* Direction: Turn the rows into a numbered list with blank lines dropped, starting at the line that has "Every handrail on wall—mark it." and going through the final row. Leave out everything before that line.

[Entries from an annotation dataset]
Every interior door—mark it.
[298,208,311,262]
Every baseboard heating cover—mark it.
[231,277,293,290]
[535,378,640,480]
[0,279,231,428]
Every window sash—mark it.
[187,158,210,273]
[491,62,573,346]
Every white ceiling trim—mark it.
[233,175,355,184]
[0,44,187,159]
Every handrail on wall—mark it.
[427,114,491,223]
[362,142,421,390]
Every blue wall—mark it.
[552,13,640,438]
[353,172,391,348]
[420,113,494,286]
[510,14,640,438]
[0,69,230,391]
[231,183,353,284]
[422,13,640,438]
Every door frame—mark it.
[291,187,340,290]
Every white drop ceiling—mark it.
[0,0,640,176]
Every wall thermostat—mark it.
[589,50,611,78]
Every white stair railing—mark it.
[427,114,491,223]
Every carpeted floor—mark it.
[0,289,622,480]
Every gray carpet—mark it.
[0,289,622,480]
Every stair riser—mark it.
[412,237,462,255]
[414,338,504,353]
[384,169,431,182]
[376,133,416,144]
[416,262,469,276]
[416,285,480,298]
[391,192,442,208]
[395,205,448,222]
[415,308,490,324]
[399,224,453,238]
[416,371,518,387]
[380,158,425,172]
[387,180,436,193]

* Response to this exercise:
1. Every handrail on wall—mark it.
2. [427,114,491,223]
3. [362,142,421,390]
4. Every blue wall—mark it.
5. [552,13,640,438]
6. [353,172,391,348]
7. [420,113,494,286]
8. [510,14,640,438]
9. [0,69,230,391]
10. [231,183,353,284]
11. [422,13,640,438]
12. Every door frame—mark it.
13. [291,187,340,290]
14. Every white drop ceiling—mark it.
15. [0,0,640,176]
16. Every wall thermostat—mark it.
17. [589,50,611,78]
18. Every white stair railing—mark it.
19. [427,114,491,223]
20. Every carpeted floor—mark it.
21. [0,289,622,480]
22. Every gray carpet—mark it.
23. [0,289,622,480]
24. Every stair riser—mark it.
25. [412,237,462,255]
26. [414,338,504,353]
27. [384,169,431,182]
28. [376,133,416,144]
29. [416,262,469,276]
30. [416,285,480,298]
31. [391,192,442,208]
32. [395,205,448,222]
33. [415,308,490,324]
34. [399,224,453,238]
35. [416,371,518,387]
36. [380,158,425,172]
37. [387,180,436,193]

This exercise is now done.